**Referring expression data**
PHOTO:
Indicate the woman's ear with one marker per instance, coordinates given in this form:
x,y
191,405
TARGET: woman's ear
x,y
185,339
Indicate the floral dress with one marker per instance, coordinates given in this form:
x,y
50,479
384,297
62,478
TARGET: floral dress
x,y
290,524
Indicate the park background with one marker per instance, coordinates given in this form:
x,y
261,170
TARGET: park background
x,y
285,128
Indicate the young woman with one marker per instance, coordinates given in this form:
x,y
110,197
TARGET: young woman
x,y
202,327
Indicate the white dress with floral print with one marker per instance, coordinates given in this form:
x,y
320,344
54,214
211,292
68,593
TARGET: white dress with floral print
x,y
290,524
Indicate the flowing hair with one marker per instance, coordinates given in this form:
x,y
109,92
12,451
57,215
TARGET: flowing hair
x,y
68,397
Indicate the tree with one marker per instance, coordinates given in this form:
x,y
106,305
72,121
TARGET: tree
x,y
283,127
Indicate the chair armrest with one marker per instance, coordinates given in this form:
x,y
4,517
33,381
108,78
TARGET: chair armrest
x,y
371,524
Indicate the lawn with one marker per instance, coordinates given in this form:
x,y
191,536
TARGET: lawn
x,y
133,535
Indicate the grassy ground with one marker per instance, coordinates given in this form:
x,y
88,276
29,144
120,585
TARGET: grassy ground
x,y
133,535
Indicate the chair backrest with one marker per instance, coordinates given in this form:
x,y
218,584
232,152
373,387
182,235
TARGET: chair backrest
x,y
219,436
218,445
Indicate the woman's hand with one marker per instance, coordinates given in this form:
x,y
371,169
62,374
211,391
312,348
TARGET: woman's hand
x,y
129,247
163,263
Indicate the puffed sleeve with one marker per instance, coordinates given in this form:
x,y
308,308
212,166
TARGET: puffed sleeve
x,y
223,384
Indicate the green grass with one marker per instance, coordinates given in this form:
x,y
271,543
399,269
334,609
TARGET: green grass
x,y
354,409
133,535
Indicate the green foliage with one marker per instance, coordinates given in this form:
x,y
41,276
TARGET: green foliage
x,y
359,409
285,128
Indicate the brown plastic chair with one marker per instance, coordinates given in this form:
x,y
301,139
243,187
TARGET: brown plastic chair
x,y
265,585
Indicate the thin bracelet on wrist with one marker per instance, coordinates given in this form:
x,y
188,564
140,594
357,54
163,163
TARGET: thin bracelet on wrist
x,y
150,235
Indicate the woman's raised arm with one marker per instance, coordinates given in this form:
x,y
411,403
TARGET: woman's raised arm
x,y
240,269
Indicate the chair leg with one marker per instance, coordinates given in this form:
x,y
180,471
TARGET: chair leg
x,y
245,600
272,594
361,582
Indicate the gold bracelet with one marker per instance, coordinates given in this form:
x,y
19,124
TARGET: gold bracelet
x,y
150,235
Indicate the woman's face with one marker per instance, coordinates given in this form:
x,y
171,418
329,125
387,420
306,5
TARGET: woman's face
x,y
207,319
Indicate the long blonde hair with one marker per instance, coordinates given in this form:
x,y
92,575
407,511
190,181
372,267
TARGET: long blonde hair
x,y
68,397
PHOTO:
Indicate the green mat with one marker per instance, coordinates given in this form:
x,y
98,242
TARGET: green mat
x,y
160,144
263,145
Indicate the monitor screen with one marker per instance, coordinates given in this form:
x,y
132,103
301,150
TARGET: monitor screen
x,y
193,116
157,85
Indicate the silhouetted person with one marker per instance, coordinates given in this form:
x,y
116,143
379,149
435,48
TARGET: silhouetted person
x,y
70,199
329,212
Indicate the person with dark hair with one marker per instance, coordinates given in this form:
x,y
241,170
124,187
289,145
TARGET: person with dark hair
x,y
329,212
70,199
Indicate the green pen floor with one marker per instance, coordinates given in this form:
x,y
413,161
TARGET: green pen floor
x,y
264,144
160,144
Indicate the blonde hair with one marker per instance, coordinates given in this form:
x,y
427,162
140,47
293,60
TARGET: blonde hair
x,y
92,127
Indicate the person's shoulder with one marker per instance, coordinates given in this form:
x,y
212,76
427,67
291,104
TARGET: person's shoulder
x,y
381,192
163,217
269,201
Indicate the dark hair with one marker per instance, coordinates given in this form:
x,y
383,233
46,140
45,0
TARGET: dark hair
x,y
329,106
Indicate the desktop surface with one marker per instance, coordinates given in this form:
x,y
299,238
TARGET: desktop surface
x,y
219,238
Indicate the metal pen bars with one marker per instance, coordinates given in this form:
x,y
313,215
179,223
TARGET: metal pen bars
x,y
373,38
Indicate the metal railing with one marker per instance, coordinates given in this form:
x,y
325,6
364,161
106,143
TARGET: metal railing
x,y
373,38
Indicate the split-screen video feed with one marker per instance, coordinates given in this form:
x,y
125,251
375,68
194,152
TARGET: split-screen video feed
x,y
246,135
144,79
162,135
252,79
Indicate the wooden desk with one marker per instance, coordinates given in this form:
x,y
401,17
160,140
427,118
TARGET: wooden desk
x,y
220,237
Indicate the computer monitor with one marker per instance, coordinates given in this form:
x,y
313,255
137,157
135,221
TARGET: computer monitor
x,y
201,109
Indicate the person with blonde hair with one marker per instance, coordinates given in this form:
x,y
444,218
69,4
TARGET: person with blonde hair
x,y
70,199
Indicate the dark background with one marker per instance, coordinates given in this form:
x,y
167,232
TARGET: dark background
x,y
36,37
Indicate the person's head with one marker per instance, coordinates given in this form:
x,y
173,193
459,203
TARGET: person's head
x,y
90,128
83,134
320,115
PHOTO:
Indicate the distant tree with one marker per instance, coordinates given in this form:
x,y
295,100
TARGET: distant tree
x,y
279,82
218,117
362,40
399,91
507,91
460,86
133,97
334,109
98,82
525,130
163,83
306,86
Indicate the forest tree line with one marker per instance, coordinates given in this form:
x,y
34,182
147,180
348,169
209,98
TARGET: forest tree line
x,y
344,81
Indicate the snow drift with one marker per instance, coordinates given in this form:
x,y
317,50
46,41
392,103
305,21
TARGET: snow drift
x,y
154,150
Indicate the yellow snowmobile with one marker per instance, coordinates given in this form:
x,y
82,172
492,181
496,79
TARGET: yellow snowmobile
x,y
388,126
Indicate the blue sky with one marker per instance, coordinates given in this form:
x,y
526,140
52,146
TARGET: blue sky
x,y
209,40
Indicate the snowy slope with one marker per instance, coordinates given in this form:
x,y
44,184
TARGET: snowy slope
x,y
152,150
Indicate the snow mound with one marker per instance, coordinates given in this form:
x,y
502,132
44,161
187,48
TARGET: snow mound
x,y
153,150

**REQUIRED WORK**
Leaving nothing out, print each line above exactly.

**YOUR SOLUTION**
PHOTO:
Indicate the woman's ear with one marker per instance, coordinates given in this form:
x,y
191,405
TARGET: woman's ear
x,y
185,339
Indicate the floral dress with one marker per instance, coordinates given in this form:
x,y
50,479
384,297
62,478
TARGET: floral dress
x,y
290,524
Indicate the park background with one marker per instance, coordinates given in this form:
x,y
261,170
TARGET: park background
x,y
285,128
Indicate the young woman with one marker per instance, coordinates given in this form:
x,y
110,197
TARGET: young woman
x,y
202,327
Indicate the white dress with floral print with one marker per instance, coordinates given in this form:
x,y
320,344
54,214
211,292
68,593
TARGET: white dress with floral print
x,y
290,524
Indicate the flowing hair with one marker per instance, coordinates given in this form:
x,y
109,92
12,451
57,215
TARGET: flowing hair
x,y
68,397
Indicate the tree with one marker per instance, coordinates given in this form:
x,y
106,305
72,121
TARGET: tree
x,y
283,127
Indicate the chair armrest with one marker per instance, coordinates given in this form:
x,y
4,517
33,381
108,78
TARGET: chair armrest
x,y
371,524
Indicate the lawn with one marker per instance, coordinates given in this form:
x,y
191,536
TARGET: lawn
x,y
133,535
Indicate the grassy ground with one marker per instance, coordinates given in this form:
x,y
88,276
29,144
120,585
TARGET: grassy ground
x,y
133,535
Indicate the chair backrest with one marker per instance, coordinates given in this form:
x,y
218,584
232,152
373,387
182,235
TARGET: chair backrest
x,y
219,436
218,445
Indicate the woman's hand with one marker per instance, coordinates given in this form:
x,y
371,169
62,374
211,391
312,348
TARGET: woman's hand
x,y
129,247
163,263
Indicate the puffed sleeve with one marker per instance, coordinates given in this form:
x,y
308,308
212,166
TARGET: puffed sleeve
x,y
223,384
Indicate the green grass with one marker per instance, coordinates given in this form:
x,y
271,543
399,269
334,609
TARGET: green grass
x,y
354,409
133,535
Indicate the green foliage with one marker per instance, coordinates given in this form:
x,y
41,276
TARGET: green foliage
x,y
359,409
285,128
Indicate the brown plastic chair with one marker per instance, coordinates given in this form:
x,y
301,139
243,187
TARGET: brown plastic chair
x,y
265,585
Indicate the thin bracelet on wrist with one marker per instance, coordinates given in this form:
x,y
188,564
140,594
357,54
163,163
TARGET: thin bracelet on wrist
x,y
150,235
Indicate the woman's raised arm with one marker per instance, coordinates given in this form:
x,y
411,403
TARGET: woman's raised arm
x,y
240,269
Indicate the chair leg with one marker per instance, coordinates given in this form:
x,y
180,471
TARGET: chair leg
x,y
245,600
272,594
361,582
Indicate the gold bracelet with one marker per instance, coordinates given in this form:
x,y
19,124
TARGET: gold bracelet
x,y
150,235
Indicate the woman's face with one marker per instance, coordinates given in this form:
x,y
171,418
329,125
387,420
306,5
TARGET: woman's face
x,y
207,319
Indicate the long blonde hair with one marker per instance, coordinates given in this form:
x,y
92,575
407,511
190,181
372,267
TARGET: long blonde hair
x,y
68,397
PHOTO:
Indicate the green mat with one marker per instance, coordinates given in this form:
x,y
98,242
TARGET: green mat
x,y
160,144
263,145
Indicate the monitor screen with one marker per instance, coordinates given in this form:
x,y
132,103
301,150
TARGET: monitor screen
x,y
193,116
157,85
Indicate the silhouetted person with one marker per instance, coordinates given in this form:
x,y
116,143
379,149
435,48
TARGET: silhouetted person
x,y
70,199
329,212
Indicate the person with dark hair with one marker per instance, coordinates given in this form:
x,y
241,170
124,187
289,145
TARGET: person with dark hair
x,y
329,212
70,199
Indicate the green pen floor with one marker per instance, coordinates given in this form:
x,y
413,161
TARGET: green pen floor
x,y
264,144
160,144
Indicate the blonde hair with one marker per instance, coordinates given in this form:
x,y
427,162
140,47
293,60
TARGET: blonde hair
x,y
92,127
Indicate the person's shoulder with one marker per instance, coordinates given in this form:
x,y
212,76
427,67
291,104
TARGET: person's shoulder
x,y
381,192
163,217
269,201
Indicate the dark hair with one marker per instance, coordinates given in this form:
x,y
383,233
46,140
45,0
TARGET: dark hair
x,y
329,106
Indicate the desktop surface with one marker per instance, coordinates given in this form:
x,y
299,238
TARGET: desktop surface
x,y
219,238
Indicate the metal pen bars with one marker per instance, coordinates given in this form:
x,y
313,215
179,223
TARGET: metal pen bars
x,y
373,38
Indicate the metal railing with one marker per instance, coordinates given in this form:
x,y
325,6
364,161
106,143
TARGET: metal railing
x,y
373,38
Indicate the split-screen video feed with one marker per instance, coordinates given in this form:
x,y
125,251
375,68
194,152
TARGET: split-screen video feed
x,y
246,135
144,79
162,135
252,79
Indicate the wooden desk with one marker per instance, coordinates given in this form:
x,y
401,17
160,140
427,118
TARGET: wooden desk
x,y
220,237
Indicate the computer monitor with one marker per instance, coordinates given in this form:
x,y
313,255
137,157
135,221
TARGET: computer monitor
x,y
201,109
Indicate the person with blonde hair with one marker per instance, coordinates given in this form:
x,y
444,218
69,4
TARGET: person with blonde hair
x,y
70,199
Indicate the dark background with one marker per instance, coordinates given in this form:
x,y
167,232
TARGET: dark background
x,y
36,37
Indicate the person's head with one marker per instance, coordinates given in this form:
x,y
173,193
459,203
TARGET: person's head
x,y
90,128
83,134
320,115
PHOTO:
Indicate the distant tree with one marker per instance, coordinates given in this form:
x,y
295,100
TARGET: distant tree
x,y
279,82
218,117
362,40
399,91
507,91
460,86
133,97
334,109
98,82
525,130
163,83
306,86
Indicate the forest tree line with one marker per instance, coordinates given in this form:
x,y
34,182
147,180
348,169
209,98
TARGET: forest tree line
x,y
344,81
Indicate the snow drift with one marker per instance, coordinates given in this form:
x,y
317,50
46,41
392,103
305,21
TARGET: snow drift
x,y
154,150
Indicate the yellow snowmobile with one marker per instance, coordinates given in this form:
x,y
82,172
492,181
496,79
TARGET: yellow snowmobile
x,y
388,126
Indicate the blue sky with one marker per instance, coordinates given in this form:
x,y
526,140
52,146
TARGET: blue sky
x,y
209,40
Indicate the snowy slope with one marker per instance, coordinates given in this form:
x,y
44,184
TARGET: snowy slope
x,y
152,150
Indicate the snow mound with one marker per instance, coordinates given in this form:
x,y
502,132
44,161
187,48
TARGET: snow mound
x,y
153,150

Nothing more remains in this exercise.